Problem to work on => The result should be a faithful copy of every entry below, with the pictures left out.

◆ ◆ ◆ ◆ ◆ ◆ ◆

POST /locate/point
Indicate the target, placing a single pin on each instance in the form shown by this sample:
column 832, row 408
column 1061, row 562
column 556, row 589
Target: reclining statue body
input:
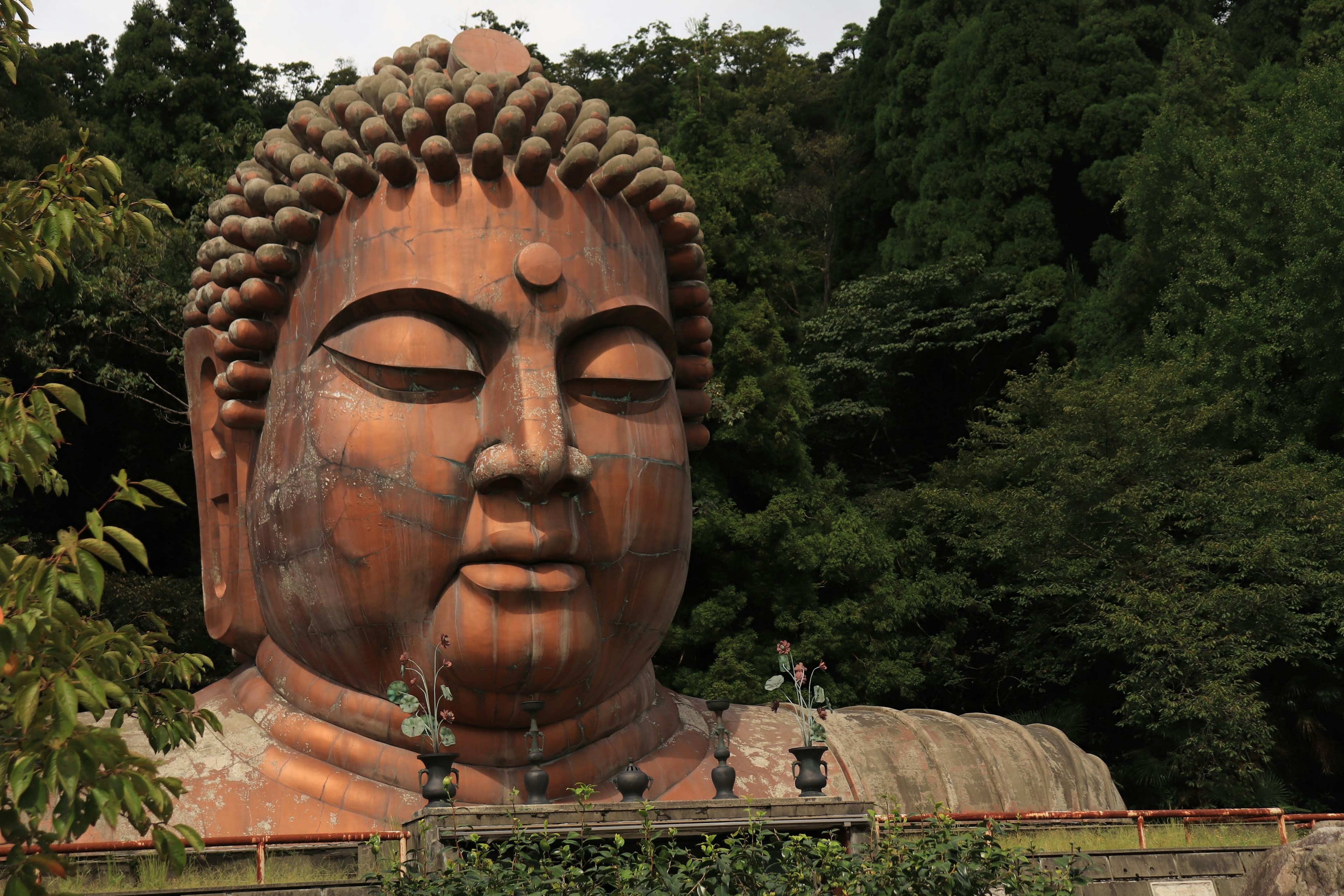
column 476, row 426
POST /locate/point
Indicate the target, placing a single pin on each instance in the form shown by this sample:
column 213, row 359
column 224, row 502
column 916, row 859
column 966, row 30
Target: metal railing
column 1138, row 816
column 260, row 841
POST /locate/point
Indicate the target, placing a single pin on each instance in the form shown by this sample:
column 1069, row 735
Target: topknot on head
column 478, row 105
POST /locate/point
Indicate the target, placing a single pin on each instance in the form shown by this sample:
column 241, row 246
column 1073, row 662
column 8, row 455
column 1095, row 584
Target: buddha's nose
column 527, row 439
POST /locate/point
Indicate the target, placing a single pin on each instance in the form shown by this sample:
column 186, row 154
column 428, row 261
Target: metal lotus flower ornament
column 428, row 716
column 808, row 699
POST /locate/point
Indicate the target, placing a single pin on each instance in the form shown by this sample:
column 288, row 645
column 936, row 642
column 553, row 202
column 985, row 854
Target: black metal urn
column 536, row 780
column 632, row 782
column 722, row 776
column 810, row 770
column 439, row 782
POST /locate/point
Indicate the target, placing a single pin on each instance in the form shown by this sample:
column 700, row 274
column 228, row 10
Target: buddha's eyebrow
column 625, row 311
column 427, row 301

◆ ◆ ◆ ◆ ◆ ◆ ◆

Your solution =>
POST /locate/point
Indicate the target, placing a single pin on each instance in the form shown by this sample:
column 832, row 408
column 1061, row 562
column 556, row 589
Target: reclining statue body
input:
column 476, row 426
POST /locate/point
Indicate the target, placing a single pin on each instance in the form shown by this sample:
column 213, row 359
column 224, row 502
column 916, row 859
column 966, row 30
Target: metal railing
column 1138, row 816
column 260, row 841
POST /locate/point
Indicate the target, placing a single pin on each instance in the form shown by this sample:
column 1069, row 735
Target: topknot on head
column 478, row 105
POST /locate/point
Indicate the target, placing a single pin on each instance in the form shown by this sample:
column 241, row 246
column 1073, row 662
column 8, row 455
column 1095, row 584
Target: buddha's nose
column 527, row 439
POST /locate/point
Indicate the target, placing a single pin on each instance in the form shown by this sample:
column 186, row 154
column 428, row 261
Target: metal lotus flower ornament
column 428, row 716
column 808, row 699
POST /locate/point
Indicate the target, placing a single pin on each instance in the form shown by this sample:
column 288, row 645
column 936, row 642
column 553, row 202
column 985, row 854
Target: black metal urn
column 536, row 780
column 632, row 782
column 722, row 776
column 810, row 770
column 439, row 782
POST /locate/point
Indicate the target, placing a single pin on each instance in the form shown by this sample:
column 700, row 274
column 228, row 10
Target: buddha's eyebrow
column 625, row 311
column 427, row 301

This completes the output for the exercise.